GIVEN TASK:
Pull out every line from the line containing "Task: tag the water" through the end of the material, both ends included, and reproduce it exactly. Keep pictures out.

DATASET CONTENT:
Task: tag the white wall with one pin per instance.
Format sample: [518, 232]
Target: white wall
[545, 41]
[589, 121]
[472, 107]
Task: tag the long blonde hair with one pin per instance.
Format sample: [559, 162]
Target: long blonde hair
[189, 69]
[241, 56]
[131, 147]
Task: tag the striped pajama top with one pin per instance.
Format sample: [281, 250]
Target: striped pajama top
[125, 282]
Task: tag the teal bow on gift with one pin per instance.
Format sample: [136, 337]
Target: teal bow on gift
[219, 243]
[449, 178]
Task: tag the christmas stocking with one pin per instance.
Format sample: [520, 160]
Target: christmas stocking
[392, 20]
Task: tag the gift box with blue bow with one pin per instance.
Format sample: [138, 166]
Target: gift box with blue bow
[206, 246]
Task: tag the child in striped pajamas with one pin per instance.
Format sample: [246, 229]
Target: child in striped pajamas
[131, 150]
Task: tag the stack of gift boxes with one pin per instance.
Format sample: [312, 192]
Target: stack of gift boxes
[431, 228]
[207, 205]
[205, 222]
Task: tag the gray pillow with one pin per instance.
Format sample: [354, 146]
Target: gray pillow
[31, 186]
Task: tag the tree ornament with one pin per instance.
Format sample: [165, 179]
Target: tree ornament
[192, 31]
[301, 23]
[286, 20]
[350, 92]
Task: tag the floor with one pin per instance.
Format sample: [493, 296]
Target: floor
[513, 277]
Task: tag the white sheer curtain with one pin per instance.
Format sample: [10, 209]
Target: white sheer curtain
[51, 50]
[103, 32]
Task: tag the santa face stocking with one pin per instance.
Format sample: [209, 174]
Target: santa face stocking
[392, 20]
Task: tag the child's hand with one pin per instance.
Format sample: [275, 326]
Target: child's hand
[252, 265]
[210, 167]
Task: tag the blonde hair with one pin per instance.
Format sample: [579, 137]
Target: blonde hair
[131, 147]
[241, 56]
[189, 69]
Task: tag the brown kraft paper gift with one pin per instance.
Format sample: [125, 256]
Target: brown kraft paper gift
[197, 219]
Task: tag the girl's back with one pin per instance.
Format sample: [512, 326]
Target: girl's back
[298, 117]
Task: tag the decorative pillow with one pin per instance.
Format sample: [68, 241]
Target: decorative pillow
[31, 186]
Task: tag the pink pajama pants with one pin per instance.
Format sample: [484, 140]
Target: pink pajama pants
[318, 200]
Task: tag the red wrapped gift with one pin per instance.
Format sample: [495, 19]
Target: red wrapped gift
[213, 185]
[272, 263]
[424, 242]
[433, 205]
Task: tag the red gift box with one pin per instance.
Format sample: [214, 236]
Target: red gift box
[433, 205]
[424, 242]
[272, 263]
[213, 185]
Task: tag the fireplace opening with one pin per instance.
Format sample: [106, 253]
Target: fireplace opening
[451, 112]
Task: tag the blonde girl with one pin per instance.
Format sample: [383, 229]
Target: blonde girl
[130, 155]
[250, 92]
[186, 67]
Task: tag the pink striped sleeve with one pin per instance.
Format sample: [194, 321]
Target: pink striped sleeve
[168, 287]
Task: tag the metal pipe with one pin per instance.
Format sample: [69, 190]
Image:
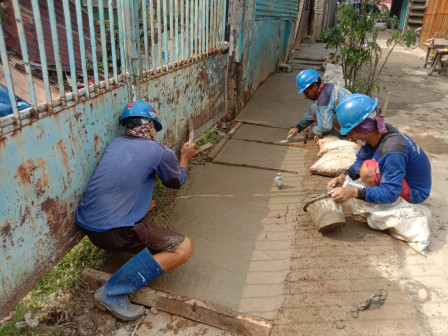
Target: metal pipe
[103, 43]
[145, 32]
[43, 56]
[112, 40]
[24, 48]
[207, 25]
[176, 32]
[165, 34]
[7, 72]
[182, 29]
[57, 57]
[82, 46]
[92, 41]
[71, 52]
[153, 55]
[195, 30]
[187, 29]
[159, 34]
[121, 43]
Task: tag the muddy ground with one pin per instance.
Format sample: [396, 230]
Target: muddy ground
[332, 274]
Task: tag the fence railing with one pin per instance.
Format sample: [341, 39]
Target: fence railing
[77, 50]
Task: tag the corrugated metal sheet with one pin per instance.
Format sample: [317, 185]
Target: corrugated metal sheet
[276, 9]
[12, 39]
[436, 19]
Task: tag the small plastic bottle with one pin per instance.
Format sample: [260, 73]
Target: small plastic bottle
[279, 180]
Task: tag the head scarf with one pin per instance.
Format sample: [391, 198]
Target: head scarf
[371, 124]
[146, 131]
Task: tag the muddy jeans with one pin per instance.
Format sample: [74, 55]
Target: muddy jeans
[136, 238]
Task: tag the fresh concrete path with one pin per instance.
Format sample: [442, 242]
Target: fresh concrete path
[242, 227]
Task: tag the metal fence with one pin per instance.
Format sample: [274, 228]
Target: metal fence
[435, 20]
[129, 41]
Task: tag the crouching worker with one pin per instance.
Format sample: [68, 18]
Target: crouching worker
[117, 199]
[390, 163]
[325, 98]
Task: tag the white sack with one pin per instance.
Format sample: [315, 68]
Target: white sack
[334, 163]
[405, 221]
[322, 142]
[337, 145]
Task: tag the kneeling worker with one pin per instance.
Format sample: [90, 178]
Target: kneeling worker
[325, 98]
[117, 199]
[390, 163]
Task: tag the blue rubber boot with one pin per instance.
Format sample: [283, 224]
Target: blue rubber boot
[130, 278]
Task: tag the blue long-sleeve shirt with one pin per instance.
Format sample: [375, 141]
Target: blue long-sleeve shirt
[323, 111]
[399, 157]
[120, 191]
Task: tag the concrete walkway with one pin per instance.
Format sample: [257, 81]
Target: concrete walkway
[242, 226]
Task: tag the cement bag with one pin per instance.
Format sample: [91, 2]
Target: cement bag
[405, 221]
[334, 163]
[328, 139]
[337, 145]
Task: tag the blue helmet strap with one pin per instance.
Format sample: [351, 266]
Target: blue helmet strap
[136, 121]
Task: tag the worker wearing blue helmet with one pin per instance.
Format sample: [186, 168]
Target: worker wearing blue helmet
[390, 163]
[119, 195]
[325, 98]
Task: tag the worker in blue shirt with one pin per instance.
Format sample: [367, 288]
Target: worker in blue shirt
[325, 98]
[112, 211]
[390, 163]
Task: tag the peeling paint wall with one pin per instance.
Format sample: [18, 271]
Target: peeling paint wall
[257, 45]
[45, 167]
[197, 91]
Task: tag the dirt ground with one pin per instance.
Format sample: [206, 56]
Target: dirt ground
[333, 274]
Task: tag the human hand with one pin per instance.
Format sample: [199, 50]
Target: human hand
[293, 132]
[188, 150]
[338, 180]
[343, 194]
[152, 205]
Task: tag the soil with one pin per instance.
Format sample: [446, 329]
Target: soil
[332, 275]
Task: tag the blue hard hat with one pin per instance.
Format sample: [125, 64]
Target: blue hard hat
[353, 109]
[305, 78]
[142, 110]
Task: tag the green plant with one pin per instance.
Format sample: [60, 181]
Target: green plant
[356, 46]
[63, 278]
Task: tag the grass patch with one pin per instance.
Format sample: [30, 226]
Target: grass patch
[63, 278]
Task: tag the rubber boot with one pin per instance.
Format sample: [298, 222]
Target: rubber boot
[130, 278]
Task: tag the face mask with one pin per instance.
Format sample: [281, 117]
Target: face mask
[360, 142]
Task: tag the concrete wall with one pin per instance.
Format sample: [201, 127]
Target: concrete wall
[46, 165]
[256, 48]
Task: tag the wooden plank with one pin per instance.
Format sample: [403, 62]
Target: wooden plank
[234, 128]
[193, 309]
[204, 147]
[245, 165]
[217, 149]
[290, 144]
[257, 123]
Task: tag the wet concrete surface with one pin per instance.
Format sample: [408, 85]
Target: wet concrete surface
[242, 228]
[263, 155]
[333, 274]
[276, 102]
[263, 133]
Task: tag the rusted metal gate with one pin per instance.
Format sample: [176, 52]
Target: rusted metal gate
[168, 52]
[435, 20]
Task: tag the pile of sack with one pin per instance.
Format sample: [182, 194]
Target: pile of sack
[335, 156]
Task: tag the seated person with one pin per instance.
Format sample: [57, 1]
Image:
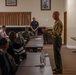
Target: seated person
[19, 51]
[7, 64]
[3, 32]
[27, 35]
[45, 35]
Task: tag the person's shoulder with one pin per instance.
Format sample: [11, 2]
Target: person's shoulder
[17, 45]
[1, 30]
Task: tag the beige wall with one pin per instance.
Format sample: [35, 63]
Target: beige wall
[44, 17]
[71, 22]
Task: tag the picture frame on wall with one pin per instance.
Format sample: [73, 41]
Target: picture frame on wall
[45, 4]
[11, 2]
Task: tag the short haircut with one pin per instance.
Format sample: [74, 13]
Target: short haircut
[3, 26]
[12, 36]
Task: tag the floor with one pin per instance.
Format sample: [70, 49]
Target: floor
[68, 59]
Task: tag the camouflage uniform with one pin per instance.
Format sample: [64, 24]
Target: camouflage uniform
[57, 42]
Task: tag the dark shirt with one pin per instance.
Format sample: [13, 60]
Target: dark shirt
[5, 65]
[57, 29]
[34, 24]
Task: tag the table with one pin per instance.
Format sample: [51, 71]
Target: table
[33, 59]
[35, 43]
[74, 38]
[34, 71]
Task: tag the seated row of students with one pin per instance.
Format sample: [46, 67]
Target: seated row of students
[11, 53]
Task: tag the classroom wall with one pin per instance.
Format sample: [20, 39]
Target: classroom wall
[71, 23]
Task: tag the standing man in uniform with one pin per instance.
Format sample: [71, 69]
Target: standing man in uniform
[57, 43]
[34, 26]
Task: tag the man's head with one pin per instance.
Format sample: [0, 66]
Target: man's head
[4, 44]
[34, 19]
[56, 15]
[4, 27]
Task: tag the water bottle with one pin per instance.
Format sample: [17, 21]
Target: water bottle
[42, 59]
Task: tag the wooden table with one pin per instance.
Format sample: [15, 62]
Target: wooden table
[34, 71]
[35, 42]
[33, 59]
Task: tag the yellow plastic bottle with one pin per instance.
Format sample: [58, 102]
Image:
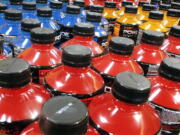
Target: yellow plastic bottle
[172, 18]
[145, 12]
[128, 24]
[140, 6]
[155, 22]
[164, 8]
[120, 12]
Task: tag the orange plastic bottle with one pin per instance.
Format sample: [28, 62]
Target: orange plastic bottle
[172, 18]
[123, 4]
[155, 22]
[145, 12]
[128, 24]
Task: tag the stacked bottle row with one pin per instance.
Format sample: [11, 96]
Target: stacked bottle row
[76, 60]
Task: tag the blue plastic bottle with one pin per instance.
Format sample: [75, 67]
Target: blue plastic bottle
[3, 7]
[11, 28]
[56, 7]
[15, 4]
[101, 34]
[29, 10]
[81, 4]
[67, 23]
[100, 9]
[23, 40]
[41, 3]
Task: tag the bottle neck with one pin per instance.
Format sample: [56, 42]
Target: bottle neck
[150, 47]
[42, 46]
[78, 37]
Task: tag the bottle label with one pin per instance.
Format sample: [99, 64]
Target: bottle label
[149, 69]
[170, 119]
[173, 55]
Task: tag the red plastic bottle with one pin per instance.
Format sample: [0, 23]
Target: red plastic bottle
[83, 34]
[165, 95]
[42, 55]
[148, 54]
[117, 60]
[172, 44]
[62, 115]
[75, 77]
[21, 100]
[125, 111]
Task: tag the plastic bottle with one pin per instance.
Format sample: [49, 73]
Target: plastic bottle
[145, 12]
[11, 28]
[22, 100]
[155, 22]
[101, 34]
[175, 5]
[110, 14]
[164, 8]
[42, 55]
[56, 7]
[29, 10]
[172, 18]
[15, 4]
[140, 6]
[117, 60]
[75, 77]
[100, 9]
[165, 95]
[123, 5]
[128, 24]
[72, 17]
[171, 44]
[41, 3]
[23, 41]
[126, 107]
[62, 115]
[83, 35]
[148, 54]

OUTPUT:
Task: tag the water bottle with one pin per instance.
Format sample: [17, 21]
Target: water bottle
[42, 59]
Task: tag the wooden table with one pin per instance.
Format sample: [15, 62]
Target: wooden table
[34, 71]
[35, 42]
[33, 59]
Task: tag the yellow plastic bottle with one pin per instance.
Format sample: [58, 102]
Image:
Target: yellow plastic bottle
[172, 18]
[145, 12]
[128, 24]
[140, 6]
[155, 22]
[164, 8]
[120, 12]
Task: tag the orange plastic bottle with one pin per instance.
Format sample: [28, 62]
Target: orange plastic bottle
[172, 18]
[123, 4]
[155, 22]
[145, 12]
[128, 24]
Task: tag the stacked bottle row with one pin per instance.
Format sample: [11, 96]
Target: stacked bottle row
[76, 60]
Task: tag the blue plastic bottle with one pin per instance.
Format sample: [75, 67]
Target: blue plastic bottle
[3, 7]
[11, 28]
[56, 7]
[15, 4]
[101, 34]
[29, 10]
[81, 4]
[67, 23]
[100, 9]
[23, 40]
[41, 3]
Task: tag the bottle neck with one pin per instance.
Format sample: [56, 42]
Target: bottle neck
[150, 47]
[42, 46]
[78, 37]
Task: tag the bottle label with one pin per instance.
Format sample: [99, 64]
Target: bottle label
[149, 69]
[170, 119]
[173, 55]
Task: tag the red plastic bottle with one pin per instance.
Format sample: [0, 23]
Target: red plastic bottle
[83, 34]
[165, 95]
[42, 55]
[148, 54]
[117, 60]
[172, 44]
[62, 115]
[75, 77]
[21, 100]
[125, 111]
Task: tag the plastic bottle with one pin per instance.
Format sample: [49, 73]
Target: plastic bottle
[145, 12]
[11, 28]
[22, 100]
[155, 22]
[101, 34]
[175, 5]
[110, 14]
[164, 8]
[42, 55]
[56, 7]
[29, 10]
[172, 18]
[15, 4]
[140, 6]
[117, 60]
[75, 77]
[100, 9]
[165, 95]
[123, 5]
[128, 24]
[72, 17]
[171, 44]
[41, 3]
[23, 41]
[126, 107]
[62, 115]
[83, 35]
[148, 54]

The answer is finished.